### Work item
Decide whether each statement below agrees with the text on the Buteyko Breathing Technique. For each, answer yes or no and quote the deciding words of the text. 1. Practicing breathing exercises makes the blood more acidic. 2. The main parameter of the Buteyko method is the number of breaths taken per minute. 3. During normal breathing, red blood cells are about 98% saturated with oxygen.

### Given text
- Opening Delimiter -

Re: Buteyko Breathing Technique
Yes. When you practice breathing exercises, you breathe less and your blood become more acidic (more CO2). However, you improve cellular oxygenation and the CP (control pause) test or stress-free breath-holding time after exhalation is the main parameter of the Buteyko method. Get more oxygen by breathing less! Why?
When a person breathes more than the medical norm at rest, over-breathing (or hyperventilation) REDUCES body oxygenation. This physiological law is based on 3 fundamental observations or facts of respiratory physiology:
1. Red blood cells are about 98% saturated with oxygen during miniscule normal breathing (6 l/min; 12 breaths per min; 500 ml for one breath; diaphragmatic, strictly nasal, invisible, inaudible). Hence, when we breathe more than the medical norm, we cannot improve, to any significant degree, arterial blood oxygenation.

- Closing Delimiter -

### Data extracts
- Opening Delimiter -

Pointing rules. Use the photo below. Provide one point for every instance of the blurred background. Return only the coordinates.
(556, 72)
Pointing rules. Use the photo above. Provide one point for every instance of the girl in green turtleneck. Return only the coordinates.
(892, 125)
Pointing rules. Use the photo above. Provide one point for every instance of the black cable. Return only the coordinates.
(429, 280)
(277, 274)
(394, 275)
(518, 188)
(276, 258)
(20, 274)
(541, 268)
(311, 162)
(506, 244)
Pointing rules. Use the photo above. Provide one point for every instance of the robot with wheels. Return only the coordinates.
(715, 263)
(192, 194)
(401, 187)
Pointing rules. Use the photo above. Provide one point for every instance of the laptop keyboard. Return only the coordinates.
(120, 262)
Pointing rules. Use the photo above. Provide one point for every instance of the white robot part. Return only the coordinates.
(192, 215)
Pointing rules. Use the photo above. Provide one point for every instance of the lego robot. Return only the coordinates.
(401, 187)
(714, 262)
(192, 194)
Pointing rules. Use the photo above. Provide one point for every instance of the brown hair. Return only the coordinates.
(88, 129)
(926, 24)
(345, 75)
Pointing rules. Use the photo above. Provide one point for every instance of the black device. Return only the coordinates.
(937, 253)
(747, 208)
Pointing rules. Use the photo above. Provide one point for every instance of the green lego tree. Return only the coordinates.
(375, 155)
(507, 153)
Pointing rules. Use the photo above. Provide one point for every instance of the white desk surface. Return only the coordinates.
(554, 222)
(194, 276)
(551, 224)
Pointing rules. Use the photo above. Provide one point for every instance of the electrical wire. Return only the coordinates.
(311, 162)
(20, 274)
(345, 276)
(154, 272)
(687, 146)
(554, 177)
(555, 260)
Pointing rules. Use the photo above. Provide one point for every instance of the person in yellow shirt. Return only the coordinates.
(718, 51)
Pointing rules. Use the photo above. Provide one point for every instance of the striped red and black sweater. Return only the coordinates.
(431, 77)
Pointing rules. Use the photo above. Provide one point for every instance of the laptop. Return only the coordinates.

- Closing Delimiter -

### Answer box
1. Yes: "your blood become more acidic (more CO2)"
2. No: "the CP (control pause) test or stress-free breath-holding time after exhalation is the main parameter of the Buteyko method"
3. Yes: "Red blood cells are about 98% saturated with oxygen during miniscule normal breathing"